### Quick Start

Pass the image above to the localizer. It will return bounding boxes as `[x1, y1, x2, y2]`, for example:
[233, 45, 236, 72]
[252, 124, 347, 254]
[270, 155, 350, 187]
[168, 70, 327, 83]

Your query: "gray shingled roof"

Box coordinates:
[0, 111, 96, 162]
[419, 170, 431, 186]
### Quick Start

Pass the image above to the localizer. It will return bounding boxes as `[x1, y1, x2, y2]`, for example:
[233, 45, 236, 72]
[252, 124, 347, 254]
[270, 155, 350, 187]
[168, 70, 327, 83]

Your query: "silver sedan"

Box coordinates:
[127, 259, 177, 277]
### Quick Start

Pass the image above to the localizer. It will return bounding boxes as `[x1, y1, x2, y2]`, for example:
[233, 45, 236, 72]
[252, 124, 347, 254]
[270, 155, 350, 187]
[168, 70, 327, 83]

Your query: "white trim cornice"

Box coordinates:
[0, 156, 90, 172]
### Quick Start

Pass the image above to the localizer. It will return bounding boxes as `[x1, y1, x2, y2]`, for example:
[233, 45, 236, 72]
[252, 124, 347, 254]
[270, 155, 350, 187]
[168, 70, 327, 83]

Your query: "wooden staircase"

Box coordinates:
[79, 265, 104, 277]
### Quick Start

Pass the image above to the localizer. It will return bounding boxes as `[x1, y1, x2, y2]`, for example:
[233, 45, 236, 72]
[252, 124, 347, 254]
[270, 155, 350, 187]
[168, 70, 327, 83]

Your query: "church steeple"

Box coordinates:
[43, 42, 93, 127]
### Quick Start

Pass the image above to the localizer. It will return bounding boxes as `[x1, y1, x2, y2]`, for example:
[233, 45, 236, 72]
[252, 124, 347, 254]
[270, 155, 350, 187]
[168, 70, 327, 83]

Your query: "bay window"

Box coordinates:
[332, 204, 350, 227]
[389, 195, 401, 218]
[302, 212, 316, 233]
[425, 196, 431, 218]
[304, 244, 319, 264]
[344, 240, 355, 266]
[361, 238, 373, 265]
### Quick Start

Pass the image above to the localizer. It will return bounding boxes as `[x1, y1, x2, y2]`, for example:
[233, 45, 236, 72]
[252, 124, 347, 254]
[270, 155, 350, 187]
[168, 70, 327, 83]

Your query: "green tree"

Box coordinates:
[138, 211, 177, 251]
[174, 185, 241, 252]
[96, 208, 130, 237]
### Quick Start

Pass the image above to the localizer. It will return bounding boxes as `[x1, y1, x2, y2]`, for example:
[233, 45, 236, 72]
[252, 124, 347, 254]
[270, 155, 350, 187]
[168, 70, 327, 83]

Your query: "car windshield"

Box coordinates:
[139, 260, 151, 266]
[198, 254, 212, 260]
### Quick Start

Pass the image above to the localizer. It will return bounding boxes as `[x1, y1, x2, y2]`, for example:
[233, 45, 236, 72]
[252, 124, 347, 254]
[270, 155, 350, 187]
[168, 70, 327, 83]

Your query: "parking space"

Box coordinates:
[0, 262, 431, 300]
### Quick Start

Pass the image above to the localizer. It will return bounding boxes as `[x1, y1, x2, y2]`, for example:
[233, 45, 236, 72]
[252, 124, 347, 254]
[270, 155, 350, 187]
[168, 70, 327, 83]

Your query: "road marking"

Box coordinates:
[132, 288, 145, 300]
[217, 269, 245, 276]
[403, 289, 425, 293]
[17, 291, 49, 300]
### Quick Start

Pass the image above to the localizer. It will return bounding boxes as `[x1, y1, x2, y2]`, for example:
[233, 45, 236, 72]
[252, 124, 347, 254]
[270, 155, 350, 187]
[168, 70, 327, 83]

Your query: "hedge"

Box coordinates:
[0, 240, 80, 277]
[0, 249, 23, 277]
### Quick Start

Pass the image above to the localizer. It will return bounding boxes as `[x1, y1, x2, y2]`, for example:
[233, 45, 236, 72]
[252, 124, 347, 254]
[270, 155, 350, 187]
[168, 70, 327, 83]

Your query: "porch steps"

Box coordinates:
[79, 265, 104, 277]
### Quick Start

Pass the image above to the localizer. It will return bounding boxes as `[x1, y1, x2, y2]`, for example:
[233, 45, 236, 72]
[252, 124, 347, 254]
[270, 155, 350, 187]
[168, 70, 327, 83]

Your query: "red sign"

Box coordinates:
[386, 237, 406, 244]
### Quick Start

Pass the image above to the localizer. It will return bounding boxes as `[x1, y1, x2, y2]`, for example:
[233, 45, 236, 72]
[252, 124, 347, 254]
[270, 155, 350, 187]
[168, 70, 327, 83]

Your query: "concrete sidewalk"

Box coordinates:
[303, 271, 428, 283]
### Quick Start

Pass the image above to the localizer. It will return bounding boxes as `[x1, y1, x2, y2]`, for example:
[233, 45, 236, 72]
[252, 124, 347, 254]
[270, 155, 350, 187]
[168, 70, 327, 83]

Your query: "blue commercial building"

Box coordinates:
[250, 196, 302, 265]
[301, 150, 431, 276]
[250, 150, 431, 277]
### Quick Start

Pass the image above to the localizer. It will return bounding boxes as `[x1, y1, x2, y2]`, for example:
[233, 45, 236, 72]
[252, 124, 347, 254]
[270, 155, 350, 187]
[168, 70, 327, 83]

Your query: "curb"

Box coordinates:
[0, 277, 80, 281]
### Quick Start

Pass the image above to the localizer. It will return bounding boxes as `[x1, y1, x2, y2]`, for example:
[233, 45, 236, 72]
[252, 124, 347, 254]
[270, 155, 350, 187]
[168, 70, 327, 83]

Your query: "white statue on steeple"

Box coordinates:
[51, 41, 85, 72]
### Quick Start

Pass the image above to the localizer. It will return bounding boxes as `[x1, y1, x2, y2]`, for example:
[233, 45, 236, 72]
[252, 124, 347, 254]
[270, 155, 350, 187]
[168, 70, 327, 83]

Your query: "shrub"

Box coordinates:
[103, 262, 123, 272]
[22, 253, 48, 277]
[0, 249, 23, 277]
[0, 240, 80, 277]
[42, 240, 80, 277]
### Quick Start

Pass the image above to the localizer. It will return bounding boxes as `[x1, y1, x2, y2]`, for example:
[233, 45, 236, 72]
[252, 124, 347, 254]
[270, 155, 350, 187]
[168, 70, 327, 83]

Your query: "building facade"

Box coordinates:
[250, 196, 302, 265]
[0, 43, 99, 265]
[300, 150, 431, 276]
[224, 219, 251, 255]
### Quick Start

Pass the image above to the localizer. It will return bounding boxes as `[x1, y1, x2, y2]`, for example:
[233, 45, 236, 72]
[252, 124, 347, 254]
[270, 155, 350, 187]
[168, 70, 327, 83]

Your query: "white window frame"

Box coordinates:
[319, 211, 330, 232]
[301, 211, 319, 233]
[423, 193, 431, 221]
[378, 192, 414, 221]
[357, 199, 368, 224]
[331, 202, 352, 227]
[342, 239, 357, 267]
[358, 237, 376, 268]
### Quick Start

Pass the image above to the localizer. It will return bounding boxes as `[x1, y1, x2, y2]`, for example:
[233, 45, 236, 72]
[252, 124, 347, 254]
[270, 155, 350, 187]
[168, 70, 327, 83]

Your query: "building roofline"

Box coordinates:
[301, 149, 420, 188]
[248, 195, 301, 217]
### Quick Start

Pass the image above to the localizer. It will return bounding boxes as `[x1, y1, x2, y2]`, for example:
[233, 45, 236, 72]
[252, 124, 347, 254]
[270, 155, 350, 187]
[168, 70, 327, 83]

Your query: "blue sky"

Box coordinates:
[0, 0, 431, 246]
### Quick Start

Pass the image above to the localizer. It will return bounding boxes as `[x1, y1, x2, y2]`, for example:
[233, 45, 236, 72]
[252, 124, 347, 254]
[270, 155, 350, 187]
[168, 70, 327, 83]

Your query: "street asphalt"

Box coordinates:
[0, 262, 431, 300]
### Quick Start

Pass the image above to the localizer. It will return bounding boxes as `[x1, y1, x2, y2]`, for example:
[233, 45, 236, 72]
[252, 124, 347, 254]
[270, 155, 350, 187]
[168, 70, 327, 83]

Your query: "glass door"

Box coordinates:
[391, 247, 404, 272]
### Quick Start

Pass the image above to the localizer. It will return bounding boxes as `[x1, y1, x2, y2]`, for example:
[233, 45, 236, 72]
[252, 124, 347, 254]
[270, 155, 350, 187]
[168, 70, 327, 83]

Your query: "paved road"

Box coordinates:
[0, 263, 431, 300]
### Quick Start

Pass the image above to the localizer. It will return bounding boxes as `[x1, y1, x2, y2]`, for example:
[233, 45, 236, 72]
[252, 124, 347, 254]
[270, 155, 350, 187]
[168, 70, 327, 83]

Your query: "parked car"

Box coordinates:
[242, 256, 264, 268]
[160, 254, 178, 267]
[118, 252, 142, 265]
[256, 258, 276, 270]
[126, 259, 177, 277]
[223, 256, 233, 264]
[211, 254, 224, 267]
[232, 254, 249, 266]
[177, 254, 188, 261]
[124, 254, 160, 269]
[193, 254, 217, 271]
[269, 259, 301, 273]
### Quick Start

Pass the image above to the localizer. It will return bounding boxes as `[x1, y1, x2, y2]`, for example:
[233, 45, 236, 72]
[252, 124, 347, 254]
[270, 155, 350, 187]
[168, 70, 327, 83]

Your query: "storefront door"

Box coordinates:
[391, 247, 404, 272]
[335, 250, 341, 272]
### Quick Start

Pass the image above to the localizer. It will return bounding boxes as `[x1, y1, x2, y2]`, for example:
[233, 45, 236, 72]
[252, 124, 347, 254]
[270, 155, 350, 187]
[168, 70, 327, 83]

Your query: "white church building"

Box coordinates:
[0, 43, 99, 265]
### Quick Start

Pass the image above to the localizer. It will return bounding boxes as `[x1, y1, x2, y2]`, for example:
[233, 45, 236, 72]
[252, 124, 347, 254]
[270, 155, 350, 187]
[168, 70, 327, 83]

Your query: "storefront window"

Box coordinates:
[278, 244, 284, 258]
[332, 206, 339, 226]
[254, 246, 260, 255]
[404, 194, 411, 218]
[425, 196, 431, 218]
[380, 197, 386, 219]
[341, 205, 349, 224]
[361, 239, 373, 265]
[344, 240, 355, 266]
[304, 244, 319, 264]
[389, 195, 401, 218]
□ □ □
### Problem details
Swap "localizer" for "detector" in the part of the material that opens with its first line and closes with the line containing "[43, 42, 93, 127]", and return only those lines with nothing else changed.

### Task result
### Quick Start

Pass the image above to the detector. It will return bounding boxes as `[x1, y1, x2, y2]`, for example:
[233, 45, 236, 72]
[252, 124, 347, 254]
[270, 155, 350, 187]
[168, 70, 327, 83]

Your query: "gray shingled roof"

Box coordinates:
[0, 111, 96, 162]
[419, 170, 431, 186]
### Quick Start

Pass the image above to the detector. It will return bounding boxes as `[x1, y1, x2, y2]`, for example:
[233, 45, 236, 72]
[252, 124, 347, 254]
[270, 155, 350, 187]
[168, 70, 327, 83]

Your query: "silver sedan"

Box coordinates:
[127, 259, 177, 277]
### Quick Start

Pass the image above to the detector. It will return bounding boxes as `[x1, y1, x2, y2]`, for example:
[233, 45, 236, 72]
[252, 124, 347, 254]
[270, 155, 350, 187]
[168, 70, 327, 83]

Your query: "white trim cornice"

Box coordinates:
[0, 156, 90, 172]
### Quick Start

Pass the image above to the detector. It will return bounding boxes as `[x1, y1, x2, y2]`, for example:
[233, 45, 236, 72]
[252, 124, 347, 254]
[270, 155, 350, 187]
[168, 70, 327, 83]

Your query: "wooden staircase"

Box coordinates:
[79, 265, 104, 277]
### Quick Start

Pass the image above to the detector. It will return bounding boxes as `[x1, y1, x2, y2]`, for example:
[233, 45, 236, 72]
[252, 124, 347, 254]
[270, 155, 350, 187]
[168, 70, 327, 83]

Your query: "church steeple"

Box coordinates:
[43, 42, 93, 127]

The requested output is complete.